By: George F. Eaton II, Esq. is a partner with Rudman & Winchell. He concentrates his practice in the areas of business planning, corporate and securities law.

Dealmaking back in fashion, as CEOs buy growth, by..

01st Feb 2010 , 11:58 PM (0) comments
Attendees are reflected behind a logo at the congress centre of the Alpine resort of Davos, the venue of the World Economic Forum (WEF), January 31, 2010. REUTERS/Christian Hartmann (SWITZERLAND - Tags: POLITICS BUSINESS)

DAVOS, Switzerland (Reuters) - The manic dealmaking of the years before the financial crisis may be some way off, but acquisitions were certainly back on the agenda for the CEOs of many companies attending the World Economic Forum in Davos over the past week.

Deals  |  Davos: China  |  Davos

Savage cost cutting, capital raising and debt refinancing mean that a lot of the more profitable companies now have strong enough balance sheets to be opportunistic if a deal is presented. The debt markets are also open again to help finance deals, and market gains mean their shares can be used as currency in transactions.

Buying growth through purchases may also be more attractive than trying to expand current businesses organically, given concerns about how fast the economies of Europe and the United States will recover this year.

But the CEOs are generally looking for bolt-on acquisitions, not massive deals that transform their businesses.

Take Mike Fries, for example. As chief executive of pay-TV company Liberty Global (LBTYA.O) he is eager to expand beyond the 15 million subscribers Liberty has across 10 countries in Europe.

"We are opportunistic on the M&A front," Fries said. "If something came up that fits us perfectly we would have to look at it."

He said that the strength of high-yield debt markets was fueling such activity. It took less than two days for the company to raise enough money for the $3 billion acquisition of Germany's Unitymedia at the end of last year.

■ Point annotation items ■
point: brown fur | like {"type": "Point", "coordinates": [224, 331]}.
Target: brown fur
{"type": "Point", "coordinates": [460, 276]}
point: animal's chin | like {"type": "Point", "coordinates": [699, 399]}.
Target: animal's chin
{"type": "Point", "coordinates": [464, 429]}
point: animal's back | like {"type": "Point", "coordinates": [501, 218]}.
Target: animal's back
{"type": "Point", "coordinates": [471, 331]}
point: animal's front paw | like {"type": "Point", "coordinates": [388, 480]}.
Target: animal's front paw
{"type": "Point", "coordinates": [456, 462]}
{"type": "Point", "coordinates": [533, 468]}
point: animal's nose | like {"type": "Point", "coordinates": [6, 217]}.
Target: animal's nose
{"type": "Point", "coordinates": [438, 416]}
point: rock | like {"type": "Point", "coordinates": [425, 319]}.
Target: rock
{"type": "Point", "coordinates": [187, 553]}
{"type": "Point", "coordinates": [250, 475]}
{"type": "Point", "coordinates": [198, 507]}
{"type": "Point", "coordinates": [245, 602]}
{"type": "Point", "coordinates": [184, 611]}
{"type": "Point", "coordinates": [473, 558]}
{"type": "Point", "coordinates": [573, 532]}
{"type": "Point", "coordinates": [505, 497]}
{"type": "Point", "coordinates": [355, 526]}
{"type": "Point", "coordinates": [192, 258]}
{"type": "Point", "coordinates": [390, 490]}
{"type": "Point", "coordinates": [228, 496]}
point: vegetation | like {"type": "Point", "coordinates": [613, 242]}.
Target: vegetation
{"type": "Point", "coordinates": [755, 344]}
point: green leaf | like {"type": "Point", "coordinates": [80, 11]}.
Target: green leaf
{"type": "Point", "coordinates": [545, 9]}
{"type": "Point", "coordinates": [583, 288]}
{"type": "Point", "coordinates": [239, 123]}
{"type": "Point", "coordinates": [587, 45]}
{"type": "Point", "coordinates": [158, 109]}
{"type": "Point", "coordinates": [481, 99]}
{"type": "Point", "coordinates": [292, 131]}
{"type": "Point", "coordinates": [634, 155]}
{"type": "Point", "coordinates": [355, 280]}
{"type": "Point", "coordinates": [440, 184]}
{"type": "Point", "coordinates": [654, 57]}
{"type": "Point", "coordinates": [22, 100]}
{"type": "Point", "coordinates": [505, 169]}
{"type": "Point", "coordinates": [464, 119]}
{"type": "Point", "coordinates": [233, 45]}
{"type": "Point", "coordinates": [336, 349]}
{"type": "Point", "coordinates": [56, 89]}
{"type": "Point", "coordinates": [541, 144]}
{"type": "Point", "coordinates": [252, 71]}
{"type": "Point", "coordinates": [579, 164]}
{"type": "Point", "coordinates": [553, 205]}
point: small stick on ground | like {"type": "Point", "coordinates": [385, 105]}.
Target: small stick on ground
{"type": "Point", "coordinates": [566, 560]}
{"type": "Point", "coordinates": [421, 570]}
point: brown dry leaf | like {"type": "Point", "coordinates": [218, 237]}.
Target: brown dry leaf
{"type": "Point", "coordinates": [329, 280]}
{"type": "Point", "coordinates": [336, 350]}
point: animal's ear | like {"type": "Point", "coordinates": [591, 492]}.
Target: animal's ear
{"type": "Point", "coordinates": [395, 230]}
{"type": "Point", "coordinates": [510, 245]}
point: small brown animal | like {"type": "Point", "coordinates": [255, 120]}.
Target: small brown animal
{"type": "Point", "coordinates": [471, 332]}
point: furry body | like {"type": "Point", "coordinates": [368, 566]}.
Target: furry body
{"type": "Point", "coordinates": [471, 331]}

■ Given task 1 ■
In the Davos dealmaking article, rewrite everything from "He said that" down to "of last year.", switching "two days" to "three days".
■ Given task 2 ■
Name every person mentioned in the Davos dealmaking article.
■ Given task 3 ■
Write the next part of the Davos dealmaking article, starting after its final sentence.

■ Written response 1 ■
He said that the strength of high-yield debt markets was fueling such activity. It took less than three days for the company to raise enough money for the $3 billion acquisition of Germany's Unitymedia at the end of last year.

■ Written response 2 ■
George F. Eaton II, Christian Hartmann, Mike Fries

■ Written response 3 ■
Also in the media sector, Thomson Reuters Corp (TRI.TO)(TRI.N) CEO Thomas Glocer said the company was in a strong position to make acquisitions, thanks in part to its opportunistic refinancing of debt over last summer. Glocer said there was "a ton" of good businesses coming onto the market.

TD Ameritrade Holding Corp (AMTD.O), the second-biggest U.S. discount broker, has been a major consolidator of the industry with 10 deals in about as many years, and its chairman, Joe Moglia, made it clear that was going to continue.

"Literally every day we are trying to look at different opportunities in the market place," he said, and that included eyeing any of its rivals if they come up for sale. "There is probably still some room left in the industry for consolidation," Moglia added.

PLACING BETS

Kraft Foods Inc's (KFT.N) $18.7 billion deal for Cadbury (CBRY.L) was likely to make companies more confident as they consider big deals, said Mark Foster, group chief executive for management consulting at Accenture.

"Cost cutting and responding to the economic realities remains top of mind for companies, but there are some leading companies that are lifting their heads and starting to place bets," he said.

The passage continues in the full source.